Task prompt: Write every entry out again, exactly as given.

Records for this exercise:
>>>

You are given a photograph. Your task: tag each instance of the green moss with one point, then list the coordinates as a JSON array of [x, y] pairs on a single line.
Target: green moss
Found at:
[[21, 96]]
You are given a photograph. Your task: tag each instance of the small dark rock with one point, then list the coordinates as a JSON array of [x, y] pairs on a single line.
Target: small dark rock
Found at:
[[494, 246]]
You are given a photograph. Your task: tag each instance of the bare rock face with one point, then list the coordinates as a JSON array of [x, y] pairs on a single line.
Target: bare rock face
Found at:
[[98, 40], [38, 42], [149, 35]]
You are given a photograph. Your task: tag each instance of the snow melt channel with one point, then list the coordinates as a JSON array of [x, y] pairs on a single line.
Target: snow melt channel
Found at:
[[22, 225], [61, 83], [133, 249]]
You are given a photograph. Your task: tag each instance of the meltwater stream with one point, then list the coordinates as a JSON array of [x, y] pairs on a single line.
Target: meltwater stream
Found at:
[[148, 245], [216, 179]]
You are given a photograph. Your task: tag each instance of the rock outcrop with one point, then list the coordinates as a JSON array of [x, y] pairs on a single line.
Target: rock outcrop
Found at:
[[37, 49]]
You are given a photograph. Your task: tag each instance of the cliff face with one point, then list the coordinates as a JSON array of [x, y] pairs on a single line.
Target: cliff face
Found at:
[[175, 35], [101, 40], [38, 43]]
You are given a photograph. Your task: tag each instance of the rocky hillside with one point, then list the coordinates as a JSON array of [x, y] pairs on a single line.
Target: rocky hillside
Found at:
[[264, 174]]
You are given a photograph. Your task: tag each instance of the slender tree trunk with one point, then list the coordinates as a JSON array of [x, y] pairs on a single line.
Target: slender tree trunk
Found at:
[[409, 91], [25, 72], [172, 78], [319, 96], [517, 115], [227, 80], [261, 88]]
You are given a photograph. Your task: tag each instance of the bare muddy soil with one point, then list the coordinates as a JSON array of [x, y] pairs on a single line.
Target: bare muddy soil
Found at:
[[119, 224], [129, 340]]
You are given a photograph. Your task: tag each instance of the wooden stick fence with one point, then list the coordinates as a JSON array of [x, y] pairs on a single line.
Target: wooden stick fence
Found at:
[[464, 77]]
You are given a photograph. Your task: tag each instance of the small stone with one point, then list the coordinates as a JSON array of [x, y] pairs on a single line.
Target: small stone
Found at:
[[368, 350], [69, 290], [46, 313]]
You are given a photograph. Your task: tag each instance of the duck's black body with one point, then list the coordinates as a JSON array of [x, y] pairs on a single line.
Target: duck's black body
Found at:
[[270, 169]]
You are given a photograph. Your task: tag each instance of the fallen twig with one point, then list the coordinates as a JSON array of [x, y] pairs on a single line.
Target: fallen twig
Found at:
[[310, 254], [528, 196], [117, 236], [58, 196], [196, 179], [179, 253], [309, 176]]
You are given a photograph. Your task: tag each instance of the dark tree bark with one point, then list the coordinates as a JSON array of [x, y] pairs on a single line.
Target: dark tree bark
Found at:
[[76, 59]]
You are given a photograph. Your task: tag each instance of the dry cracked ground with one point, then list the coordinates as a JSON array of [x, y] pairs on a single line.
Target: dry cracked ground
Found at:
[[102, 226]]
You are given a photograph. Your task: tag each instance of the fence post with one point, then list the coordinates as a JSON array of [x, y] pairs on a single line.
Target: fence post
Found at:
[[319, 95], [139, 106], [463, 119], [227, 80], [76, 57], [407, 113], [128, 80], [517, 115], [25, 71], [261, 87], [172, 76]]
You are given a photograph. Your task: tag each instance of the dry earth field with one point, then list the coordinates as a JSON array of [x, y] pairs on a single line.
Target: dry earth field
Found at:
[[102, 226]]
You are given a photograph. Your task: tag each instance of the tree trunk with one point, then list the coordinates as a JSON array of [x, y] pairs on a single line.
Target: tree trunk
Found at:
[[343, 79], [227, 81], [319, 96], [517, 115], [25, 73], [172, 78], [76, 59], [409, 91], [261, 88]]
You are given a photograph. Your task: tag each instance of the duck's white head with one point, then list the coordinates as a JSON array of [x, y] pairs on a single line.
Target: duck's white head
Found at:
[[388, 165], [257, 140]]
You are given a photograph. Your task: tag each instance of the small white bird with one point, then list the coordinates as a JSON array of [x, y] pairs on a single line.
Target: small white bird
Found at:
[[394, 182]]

<<<

Result for this task:
You are given a photograph. Your task: tag each instance of the green moss with one point, then list the coordinates as a JSON array of [x, y] pairs on a single line.
Target: green moss
Found at:
[[21, 96]]
You are given a photograph. Your task: tag each instance of the small dark rock with one point, then list the coordinates as a JSON array of [x, y] pairs on a single line.
Target: small dark rock
Found at:
[[494, 246]]
You are given a photograph. Your task: tag each instance of the bare rock face with one point, then list the coordinates as a JSON array of [x, y] pairs on a single line.
Target: bare rock face
Found at:
[[98, 40], [38, 42], [149, 35]]
You are given a photograph. Your task: tag each instance of the snow melt channel with one point, then list the coordinates as a JSON array of [x, y] pairs on a single line.
Target: snow melt channel
Found at:
[[22, 225], [61, 83], [133, 249]]
You are given a photograph. Your task: tag each instance of the meltwater stream with one point, then list the coordinates as a JSON array of [x, y] pairs on a single line.
Target: meltwater stream
Found at:
[[148, 245], [216, 179]]
You are given a photograph. Your task: tag each instance of the rock outcrop with one point, then list the coordinates as a JSON array of [x, y] pairs on a single line.
Target: rock outcrop
Found at:
[[37, 49]]
You are given a photograph. Your task: tag each instance of the cliff face with one point, then list the coordinates as a JSON array of [x, y] pairs on a single line.
Target: cliff face
Found at:
[[175, 35], [101, 40], [38, 43]]
You are given a photograph. Your task: tag each instance of the rocky hillside with one point, then list the coordinates as a JSON array of [x, y] pairs on a single line.
Target: rocky hillside
Found at:
[[264, 174]]
You are given a photograph. Your task: tag each instance of the slender tree trunk with one point, then list the coordinates as a JSON array of [x, y] pairs on a single line.
Target: slender tree trunk
Found at:
[[409, 91], [25, 72], [172, 78], [319, 96], [517, 115], [227, 80], [261, 88]]
You are given a photograph. Your task: tag each instance of the bare muddy soil with one point, then list the coordinates as a JSON array of [x, y] pairs on a single line.
Target: bare muddy soil
Found at:
[[119, 224], [129, 340]]
You are given a photograph. Your task: tag each instance of the wooden stick fence with one point, then list the coordinates as a JSON array of [x, y] pairs on a single line.
Target: wooden stick fence
Found at:
[[464, 77]]
You are given a photograph. Your task: tag each instance of the small stone with one point, then list the coordinates as a JSON array of [x, y] pairs on a single line.
Target: small stone
Found at:
[[368, 350], [69, 290], [46, 313]]
You are given a photograph. Your task: tag each instance of the duck's black body with one point, then list the coordinates as a JSON array of [x, y] pairs on a single line.
Target: duck's black body
Found at:
[[270, 169]]
You are given a photograph. Your task: tag each instance of the fallen twig with one point, then list the coordinates as a JSON array of [x, y] pairs on a single line.
Target: fallen twig
Found at:
[[310, 254], [528, 196], [117, 236], [58, 196], [196, 179], [179, 253], [309, 176]]
You are given a photograph. Your task: tag each instance of the dark tree bark with one point, then list the coordinates as a JSON array of [x, y] pairs on a single line.
Target: dark tree bark
Found at:
[[76, 59]]
You are given a photograph. Your task: tag each instance of the dry cracked ground with one point, then list the coordinates as a JSON array of [x, y] pairs on a single line.
Target: dry cracked ground
Found at:
[[102, 226]]
You are given a photograph. Your task: tag each instance of the fence post with one point, then list the coordinates as a JSON array of [x, y] pairs on a single line.
Target: fence post
Found at:
[[319, 95], [139, 106], [463, 119], [227, 80], [76, 57], [407, 113], [128, 80], [517, 115], [25, 71], [261, 87], [172, 76]]
You are given a photograph. Your task: tag each instance of the dry earth field with one point, then list the coordinates as a JSON array of [x, y] pairs on a single line.
Target: dry earth field
Found at:
[[102, 226]]
You are given a photograph. Your task: tag each instance of the tree trunk with one point, then list the coordinates as a JSON array of [x, y] pairs on a single line.
Target: tree trunk
Found at:
[[343, 79], [227, 81], [319, 96], [517, 115], [25, 73], [172, 78], [76, 59], [409, 91], [261, 88]]
You are given a photograph. Your task: tag each instance of the duck's white head with one point, then list the coordinates as a JSON array of [x, y] pairs on a single line.
Target: duck's white head
Found at:
[[388, 165], [257, 140]]
You are given a photograph. Your task: tag each instance of the small white bird with one point, then list the coordinates as a JSON array of [x, y] pairs on a single line.
Target: small white bird
Found at:
[[394, 182]]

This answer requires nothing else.